Work task —
Each line below from the one containing "Target: sky" through the one containing "Target: concrete bollard" is to be given again exactly, and no line outside that span.

Dataset items:
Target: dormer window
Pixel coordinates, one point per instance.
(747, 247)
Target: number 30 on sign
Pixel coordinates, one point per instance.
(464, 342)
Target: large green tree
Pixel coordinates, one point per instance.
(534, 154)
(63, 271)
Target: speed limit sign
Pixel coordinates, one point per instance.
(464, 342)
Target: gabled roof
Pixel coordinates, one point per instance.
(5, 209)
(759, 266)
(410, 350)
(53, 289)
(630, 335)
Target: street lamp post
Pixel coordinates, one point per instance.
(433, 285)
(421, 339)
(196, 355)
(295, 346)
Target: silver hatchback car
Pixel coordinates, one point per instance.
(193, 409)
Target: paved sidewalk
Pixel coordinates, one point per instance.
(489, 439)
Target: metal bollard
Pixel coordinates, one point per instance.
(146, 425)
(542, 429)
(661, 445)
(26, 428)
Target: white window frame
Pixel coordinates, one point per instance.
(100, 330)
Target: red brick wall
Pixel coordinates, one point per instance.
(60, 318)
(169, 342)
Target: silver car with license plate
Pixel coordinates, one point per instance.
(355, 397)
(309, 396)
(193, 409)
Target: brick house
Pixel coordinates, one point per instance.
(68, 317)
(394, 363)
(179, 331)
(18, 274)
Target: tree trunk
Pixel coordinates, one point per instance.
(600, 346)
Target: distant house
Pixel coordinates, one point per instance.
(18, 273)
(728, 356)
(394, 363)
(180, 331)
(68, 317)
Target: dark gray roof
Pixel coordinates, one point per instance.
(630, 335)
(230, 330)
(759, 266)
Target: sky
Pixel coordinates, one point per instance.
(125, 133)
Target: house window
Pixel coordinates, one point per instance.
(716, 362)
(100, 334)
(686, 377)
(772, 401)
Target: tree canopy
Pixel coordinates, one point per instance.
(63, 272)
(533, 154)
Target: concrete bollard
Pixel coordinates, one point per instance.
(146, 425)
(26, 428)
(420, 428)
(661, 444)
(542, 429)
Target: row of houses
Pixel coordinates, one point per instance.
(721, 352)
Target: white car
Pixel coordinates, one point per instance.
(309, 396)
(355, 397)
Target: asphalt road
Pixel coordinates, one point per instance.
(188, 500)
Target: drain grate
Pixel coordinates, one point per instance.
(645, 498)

Response —
Target: sky
Pixel coordinates, one point per instance.
(125, 133)
Target: house window
Pixel coordinates, one point per instance.
(716, 362)
(100, 334)
(686, 377)
(772, 401)
Target: tree canopy
Pixel coordinates, one point per instance.
(63, 272)
(533, 154)
Target: concrete bollard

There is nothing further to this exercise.